→ **KORTE OPDRACHT**:
Stel vast welke regels in de onderstaande records het woord "door" bevatten en schrijf elk van die regels volledig over.

→ **INVOERMATERIAAL**:

▬▬▬

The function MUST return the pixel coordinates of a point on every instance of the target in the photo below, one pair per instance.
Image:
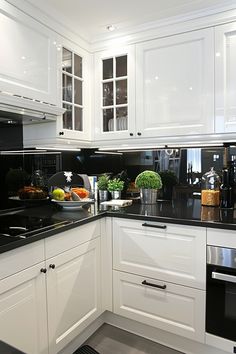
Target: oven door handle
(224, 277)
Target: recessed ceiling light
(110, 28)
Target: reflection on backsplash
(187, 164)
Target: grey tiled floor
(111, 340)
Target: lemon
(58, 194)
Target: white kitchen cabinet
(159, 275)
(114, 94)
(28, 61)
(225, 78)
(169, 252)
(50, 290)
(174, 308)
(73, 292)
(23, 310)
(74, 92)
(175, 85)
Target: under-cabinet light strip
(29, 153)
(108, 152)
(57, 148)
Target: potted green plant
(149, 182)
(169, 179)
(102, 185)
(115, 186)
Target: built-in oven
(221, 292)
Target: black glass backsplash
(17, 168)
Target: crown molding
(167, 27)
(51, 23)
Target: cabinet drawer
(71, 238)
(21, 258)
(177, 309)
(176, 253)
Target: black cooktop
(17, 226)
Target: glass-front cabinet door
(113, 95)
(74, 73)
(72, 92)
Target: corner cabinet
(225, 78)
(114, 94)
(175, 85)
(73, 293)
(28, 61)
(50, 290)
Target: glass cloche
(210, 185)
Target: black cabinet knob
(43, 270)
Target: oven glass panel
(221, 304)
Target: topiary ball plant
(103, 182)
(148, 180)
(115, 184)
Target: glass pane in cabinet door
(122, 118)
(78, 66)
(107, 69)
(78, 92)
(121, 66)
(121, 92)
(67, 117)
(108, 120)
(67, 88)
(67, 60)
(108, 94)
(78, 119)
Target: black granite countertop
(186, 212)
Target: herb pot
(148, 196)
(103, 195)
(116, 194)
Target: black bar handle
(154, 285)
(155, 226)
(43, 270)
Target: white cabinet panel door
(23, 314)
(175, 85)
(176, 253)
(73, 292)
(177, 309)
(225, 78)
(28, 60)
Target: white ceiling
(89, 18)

▬▬▬

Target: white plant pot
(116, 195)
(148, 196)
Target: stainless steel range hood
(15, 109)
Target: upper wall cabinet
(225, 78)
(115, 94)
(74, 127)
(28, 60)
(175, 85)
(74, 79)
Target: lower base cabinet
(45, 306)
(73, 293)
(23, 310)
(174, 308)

▬▬▬

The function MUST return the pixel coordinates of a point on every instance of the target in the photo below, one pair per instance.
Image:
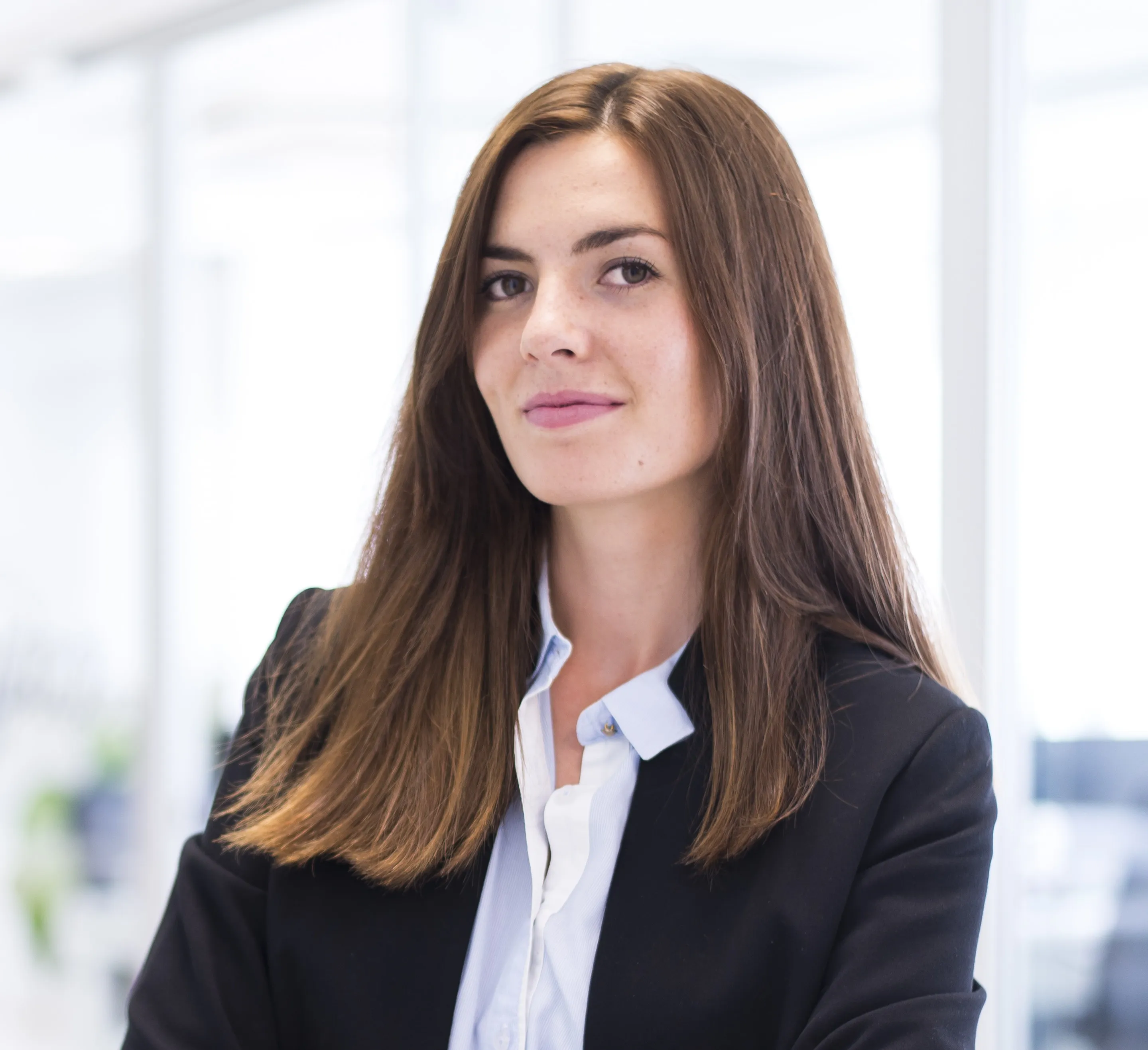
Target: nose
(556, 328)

▬▬▬

→ **UITGEVOERDE OPDRACHT**:
Target: oven door handle
Target: glass-front cabinet door
Target: glass pane in cabinet door
Target: white cabinet panel door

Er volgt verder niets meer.